:: Do this ::
Extract every line in the records below that contains the word "eroded", and list each of those lines.

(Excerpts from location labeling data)
'''

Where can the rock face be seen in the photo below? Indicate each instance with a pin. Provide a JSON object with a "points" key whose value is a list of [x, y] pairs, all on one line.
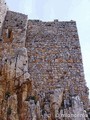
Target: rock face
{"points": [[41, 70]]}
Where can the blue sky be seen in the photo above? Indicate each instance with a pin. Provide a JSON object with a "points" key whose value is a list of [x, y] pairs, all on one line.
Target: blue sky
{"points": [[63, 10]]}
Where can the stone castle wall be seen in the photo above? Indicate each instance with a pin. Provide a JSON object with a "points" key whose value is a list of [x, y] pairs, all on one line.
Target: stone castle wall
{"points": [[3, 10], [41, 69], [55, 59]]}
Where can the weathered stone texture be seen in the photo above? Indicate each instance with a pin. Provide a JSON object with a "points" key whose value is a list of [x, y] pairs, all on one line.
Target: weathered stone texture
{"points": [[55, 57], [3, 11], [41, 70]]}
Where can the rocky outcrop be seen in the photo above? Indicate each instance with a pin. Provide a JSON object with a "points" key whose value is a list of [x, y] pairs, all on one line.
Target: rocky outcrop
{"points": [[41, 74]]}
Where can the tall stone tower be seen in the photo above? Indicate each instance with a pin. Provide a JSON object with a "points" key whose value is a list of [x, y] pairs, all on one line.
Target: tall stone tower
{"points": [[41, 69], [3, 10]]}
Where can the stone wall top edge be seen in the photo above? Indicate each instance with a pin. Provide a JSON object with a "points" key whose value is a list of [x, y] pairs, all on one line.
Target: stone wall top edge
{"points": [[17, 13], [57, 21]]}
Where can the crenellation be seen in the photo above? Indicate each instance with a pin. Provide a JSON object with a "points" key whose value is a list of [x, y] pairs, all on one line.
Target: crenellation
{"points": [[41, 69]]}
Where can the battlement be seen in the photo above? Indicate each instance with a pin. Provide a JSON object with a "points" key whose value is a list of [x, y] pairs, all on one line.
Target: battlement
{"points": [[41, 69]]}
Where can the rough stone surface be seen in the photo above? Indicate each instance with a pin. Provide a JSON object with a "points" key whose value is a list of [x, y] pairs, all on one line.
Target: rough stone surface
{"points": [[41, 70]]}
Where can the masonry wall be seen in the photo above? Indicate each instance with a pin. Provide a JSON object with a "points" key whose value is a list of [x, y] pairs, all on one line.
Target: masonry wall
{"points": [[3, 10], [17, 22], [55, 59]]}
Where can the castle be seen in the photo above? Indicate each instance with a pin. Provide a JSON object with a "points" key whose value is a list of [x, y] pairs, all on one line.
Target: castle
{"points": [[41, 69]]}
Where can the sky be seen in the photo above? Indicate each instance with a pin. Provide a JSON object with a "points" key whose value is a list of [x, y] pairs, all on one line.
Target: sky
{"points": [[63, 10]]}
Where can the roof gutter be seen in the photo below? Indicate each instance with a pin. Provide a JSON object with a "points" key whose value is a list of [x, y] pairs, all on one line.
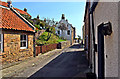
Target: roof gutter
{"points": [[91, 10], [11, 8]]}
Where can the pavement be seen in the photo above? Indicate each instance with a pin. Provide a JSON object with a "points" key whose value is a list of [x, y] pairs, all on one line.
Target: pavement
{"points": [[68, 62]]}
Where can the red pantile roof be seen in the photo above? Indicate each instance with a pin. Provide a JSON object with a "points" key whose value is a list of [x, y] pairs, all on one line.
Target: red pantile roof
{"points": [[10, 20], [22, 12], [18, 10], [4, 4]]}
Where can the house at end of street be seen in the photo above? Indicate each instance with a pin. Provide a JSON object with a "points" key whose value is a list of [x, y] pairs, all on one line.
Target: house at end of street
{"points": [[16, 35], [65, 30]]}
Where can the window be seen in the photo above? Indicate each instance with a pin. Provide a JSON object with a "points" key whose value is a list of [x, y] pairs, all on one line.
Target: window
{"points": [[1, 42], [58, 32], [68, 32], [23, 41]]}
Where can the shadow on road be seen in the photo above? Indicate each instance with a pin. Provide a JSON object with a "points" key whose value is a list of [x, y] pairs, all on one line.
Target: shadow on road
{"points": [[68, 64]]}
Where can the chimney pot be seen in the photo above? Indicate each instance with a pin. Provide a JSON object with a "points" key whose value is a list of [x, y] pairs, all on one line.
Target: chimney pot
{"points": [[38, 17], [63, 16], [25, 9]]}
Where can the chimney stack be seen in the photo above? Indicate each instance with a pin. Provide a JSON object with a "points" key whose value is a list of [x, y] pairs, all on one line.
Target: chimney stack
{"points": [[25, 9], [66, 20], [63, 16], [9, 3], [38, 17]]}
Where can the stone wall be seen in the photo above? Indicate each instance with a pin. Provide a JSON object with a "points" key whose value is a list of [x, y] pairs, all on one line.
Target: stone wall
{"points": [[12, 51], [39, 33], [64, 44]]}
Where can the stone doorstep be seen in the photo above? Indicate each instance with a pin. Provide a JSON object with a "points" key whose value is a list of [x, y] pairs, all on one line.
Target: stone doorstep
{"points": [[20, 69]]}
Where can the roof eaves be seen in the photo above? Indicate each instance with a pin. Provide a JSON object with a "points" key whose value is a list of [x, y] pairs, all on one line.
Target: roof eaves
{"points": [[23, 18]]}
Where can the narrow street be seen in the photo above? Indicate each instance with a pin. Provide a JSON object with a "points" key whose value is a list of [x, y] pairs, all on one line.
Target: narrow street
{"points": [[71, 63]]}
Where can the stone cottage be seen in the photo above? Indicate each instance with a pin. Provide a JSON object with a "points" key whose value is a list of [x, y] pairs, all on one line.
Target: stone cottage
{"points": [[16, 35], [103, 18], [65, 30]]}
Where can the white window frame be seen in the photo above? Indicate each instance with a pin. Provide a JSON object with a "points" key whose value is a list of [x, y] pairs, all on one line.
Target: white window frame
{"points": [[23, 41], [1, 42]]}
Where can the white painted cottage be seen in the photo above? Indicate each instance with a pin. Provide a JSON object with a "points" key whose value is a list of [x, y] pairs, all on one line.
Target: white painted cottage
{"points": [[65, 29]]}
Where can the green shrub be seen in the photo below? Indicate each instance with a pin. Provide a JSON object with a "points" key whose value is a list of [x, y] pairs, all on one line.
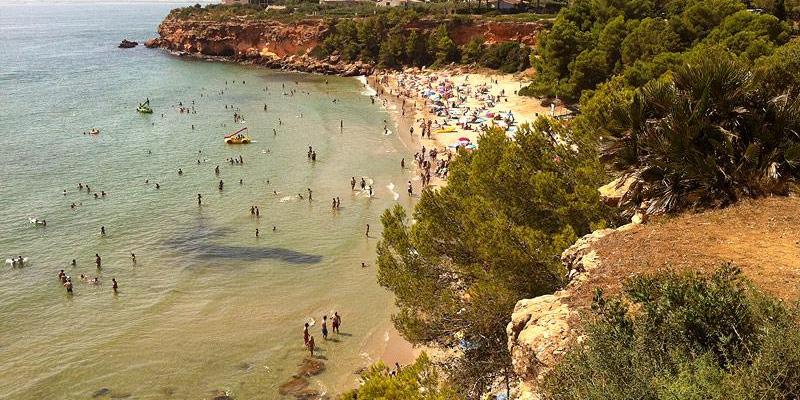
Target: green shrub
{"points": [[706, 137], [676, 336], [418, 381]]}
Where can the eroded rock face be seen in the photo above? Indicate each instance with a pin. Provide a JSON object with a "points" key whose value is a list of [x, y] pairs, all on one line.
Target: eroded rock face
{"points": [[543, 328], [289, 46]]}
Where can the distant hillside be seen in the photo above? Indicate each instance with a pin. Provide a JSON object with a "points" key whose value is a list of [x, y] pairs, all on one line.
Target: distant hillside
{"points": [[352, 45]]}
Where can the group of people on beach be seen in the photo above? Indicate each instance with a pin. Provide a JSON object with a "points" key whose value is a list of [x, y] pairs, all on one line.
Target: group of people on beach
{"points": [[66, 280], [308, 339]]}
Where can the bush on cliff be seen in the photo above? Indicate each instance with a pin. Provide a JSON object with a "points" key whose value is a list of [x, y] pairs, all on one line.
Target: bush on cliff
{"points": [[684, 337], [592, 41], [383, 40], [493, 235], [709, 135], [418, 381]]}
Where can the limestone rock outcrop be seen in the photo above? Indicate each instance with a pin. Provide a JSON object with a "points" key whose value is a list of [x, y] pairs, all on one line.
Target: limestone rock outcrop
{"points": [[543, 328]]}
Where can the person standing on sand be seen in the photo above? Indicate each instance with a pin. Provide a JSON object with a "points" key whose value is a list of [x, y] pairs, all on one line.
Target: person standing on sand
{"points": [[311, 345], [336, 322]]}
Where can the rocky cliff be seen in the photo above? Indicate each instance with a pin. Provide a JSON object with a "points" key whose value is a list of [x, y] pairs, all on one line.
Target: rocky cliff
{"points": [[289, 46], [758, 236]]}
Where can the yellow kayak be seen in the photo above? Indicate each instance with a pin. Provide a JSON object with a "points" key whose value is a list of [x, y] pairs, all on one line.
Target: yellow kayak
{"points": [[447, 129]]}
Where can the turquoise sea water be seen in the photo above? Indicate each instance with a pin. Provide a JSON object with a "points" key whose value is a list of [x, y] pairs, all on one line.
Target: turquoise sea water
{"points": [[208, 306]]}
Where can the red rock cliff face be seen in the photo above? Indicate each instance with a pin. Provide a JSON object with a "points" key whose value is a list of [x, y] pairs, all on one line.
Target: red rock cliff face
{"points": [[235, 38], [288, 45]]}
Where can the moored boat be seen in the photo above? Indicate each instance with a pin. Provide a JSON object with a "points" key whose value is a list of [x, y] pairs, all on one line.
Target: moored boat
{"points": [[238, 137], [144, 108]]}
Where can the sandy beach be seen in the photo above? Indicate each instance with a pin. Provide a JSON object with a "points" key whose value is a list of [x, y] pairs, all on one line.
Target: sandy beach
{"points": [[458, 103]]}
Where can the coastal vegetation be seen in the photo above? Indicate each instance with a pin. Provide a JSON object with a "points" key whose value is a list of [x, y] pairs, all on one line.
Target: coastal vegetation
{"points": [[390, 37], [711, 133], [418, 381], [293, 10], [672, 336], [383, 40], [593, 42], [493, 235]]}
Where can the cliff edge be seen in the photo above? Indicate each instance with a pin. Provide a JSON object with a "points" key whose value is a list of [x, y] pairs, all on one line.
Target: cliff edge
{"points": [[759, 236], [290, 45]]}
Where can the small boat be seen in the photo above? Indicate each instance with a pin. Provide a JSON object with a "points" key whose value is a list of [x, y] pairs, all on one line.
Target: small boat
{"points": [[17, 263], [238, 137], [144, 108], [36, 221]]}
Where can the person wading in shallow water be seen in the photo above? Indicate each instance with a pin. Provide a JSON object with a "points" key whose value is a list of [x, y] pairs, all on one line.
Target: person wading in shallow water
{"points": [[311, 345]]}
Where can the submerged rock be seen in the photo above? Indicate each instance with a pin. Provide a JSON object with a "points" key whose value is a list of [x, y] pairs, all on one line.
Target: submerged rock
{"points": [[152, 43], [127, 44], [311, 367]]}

'''
'''

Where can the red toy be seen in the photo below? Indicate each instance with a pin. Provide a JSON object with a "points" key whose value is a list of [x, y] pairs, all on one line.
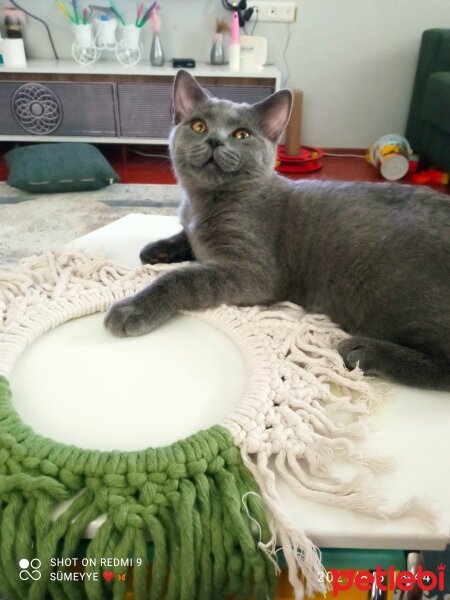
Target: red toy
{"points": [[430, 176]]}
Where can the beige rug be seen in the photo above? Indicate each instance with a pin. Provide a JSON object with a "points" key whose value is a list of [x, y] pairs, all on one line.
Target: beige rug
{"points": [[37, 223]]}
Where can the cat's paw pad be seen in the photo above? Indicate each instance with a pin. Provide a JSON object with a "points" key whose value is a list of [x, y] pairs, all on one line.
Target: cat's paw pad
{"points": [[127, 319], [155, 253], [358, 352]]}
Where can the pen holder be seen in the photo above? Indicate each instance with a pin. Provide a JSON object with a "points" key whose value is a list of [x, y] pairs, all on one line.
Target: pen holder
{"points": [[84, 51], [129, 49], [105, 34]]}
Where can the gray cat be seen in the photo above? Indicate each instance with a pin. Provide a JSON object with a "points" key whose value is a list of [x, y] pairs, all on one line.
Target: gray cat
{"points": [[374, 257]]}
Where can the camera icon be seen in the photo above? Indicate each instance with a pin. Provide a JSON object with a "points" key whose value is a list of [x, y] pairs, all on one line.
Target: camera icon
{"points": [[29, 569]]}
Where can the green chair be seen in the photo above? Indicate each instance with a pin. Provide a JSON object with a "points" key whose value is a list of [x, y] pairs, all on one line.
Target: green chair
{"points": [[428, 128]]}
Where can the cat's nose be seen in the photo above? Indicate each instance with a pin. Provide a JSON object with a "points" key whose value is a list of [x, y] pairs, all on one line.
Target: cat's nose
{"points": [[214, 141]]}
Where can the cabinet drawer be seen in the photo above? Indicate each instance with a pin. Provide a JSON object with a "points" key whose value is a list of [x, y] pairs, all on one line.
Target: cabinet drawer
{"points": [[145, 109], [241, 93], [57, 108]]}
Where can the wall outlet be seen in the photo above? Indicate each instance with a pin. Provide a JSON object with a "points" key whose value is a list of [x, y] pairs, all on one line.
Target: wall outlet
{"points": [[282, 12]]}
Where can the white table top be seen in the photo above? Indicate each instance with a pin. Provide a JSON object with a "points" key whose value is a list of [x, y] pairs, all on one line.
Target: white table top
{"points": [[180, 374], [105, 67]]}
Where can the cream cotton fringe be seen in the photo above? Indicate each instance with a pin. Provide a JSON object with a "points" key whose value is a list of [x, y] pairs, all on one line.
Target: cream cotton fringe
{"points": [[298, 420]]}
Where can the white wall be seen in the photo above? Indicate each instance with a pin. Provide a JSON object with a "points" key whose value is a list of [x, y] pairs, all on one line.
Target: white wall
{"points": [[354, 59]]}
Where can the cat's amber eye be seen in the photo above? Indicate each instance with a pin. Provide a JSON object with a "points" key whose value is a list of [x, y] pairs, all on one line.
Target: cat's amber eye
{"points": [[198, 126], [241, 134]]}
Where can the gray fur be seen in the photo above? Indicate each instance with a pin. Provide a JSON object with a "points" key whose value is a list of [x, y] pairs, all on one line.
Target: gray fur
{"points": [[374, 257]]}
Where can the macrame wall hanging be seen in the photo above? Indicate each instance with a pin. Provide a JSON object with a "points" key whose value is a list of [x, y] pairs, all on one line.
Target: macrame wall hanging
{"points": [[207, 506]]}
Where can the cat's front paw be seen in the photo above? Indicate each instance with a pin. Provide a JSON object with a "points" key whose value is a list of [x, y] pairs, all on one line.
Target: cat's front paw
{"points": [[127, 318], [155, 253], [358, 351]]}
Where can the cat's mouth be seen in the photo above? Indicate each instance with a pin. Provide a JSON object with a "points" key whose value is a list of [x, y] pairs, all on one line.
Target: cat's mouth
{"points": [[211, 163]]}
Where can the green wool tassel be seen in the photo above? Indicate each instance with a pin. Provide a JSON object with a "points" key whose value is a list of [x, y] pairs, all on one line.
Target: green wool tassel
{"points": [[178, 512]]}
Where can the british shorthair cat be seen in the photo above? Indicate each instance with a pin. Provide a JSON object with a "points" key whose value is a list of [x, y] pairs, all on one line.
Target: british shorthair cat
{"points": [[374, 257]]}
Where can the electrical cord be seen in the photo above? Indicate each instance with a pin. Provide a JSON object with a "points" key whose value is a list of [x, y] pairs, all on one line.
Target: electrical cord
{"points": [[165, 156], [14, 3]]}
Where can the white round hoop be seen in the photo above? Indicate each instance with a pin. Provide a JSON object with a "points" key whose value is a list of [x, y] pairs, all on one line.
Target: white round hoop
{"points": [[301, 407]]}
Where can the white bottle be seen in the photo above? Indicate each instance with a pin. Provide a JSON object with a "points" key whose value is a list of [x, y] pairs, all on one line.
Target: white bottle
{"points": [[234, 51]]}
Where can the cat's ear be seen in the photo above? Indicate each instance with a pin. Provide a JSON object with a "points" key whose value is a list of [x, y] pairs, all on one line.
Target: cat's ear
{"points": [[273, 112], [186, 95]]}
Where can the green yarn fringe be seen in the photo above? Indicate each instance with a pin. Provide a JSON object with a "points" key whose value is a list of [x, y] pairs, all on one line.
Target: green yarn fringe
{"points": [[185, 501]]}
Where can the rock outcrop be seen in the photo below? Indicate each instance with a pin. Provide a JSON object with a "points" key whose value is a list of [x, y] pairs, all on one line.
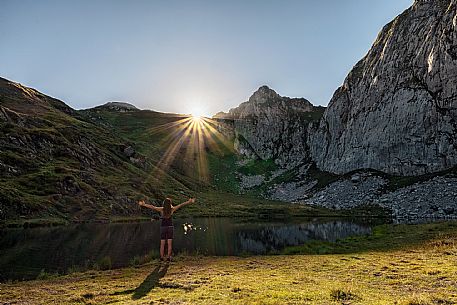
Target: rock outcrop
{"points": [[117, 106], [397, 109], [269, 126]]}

'''
'''

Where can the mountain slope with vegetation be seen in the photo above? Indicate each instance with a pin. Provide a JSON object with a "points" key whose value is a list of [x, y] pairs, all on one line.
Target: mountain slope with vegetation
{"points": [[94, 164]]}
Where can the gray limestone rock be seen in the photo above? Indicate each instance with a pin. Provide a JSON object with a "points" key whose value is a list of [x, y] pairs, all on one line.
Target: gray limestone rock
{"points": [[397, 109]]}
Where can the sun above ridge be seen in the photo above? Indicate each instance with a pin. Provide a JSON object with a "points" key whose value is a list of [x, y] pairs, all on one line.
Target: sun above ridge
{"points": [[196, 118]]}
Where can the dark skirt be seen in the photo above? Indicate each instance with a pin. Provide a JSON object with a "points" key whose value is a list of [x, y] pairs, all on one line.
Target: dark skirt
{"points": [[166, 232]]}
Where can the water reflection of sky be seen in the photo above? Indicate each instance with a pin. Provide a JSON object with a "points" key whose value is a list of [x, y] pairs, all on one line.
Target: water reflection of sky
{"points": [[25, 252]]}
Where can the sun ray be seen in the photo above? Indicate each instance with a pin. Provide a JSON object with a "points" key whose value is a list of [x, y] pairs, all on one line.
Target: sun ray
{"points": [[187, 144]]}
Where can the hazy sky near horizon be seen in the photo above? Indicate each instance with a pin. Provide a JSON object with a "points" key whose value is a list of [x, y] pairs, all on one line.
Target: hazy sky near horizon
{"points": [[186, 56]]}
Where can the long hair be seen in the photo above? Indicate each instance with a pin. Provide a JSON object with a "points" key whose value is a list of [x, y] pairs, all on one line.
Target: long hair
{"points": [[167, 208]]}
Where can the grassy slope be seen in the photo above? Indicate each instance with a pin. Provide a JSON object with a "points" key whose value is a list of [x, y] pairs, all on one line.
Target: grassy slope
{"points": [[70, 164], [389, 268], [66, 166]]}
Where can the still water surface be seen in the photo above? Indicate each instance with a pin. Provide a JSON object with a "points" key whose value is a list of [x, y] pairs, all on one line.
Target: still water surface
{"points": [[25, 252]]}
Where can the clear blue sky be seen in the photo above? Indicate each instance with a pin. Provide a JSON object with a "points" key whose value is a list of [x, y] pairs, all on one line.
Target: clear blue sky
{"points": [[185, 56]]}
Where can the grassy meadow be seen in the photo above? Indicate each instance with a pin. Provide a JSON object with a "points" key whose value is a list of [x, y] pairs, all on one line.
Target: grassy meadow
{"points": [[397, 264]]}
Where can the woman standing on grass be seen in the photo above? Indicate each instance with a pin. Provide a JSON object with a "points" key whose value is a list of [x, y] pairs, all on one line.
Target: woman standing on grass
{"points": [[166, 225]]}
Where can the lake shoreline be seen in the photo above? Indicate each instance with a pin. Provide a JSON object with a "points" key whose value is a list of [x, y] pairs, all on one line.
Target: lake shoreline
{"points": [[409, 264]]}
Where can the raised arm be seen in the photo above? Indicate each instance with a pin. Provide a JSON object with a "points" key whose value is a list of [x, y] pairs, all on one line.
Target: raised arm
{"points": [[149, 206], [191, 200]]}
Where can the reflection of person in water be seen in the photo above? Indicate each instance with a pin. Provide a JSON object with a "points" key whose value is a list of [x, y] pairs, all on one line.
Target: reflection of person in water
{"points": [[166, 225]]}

'''

:: Expected output ::
Where can the eroded rock face be seen in the photo above? Indicate each instance with a pin. Provide a JSON object with a "points" key whose value is a list of [x, y] pairs, all on one line.
Target: eroded rock face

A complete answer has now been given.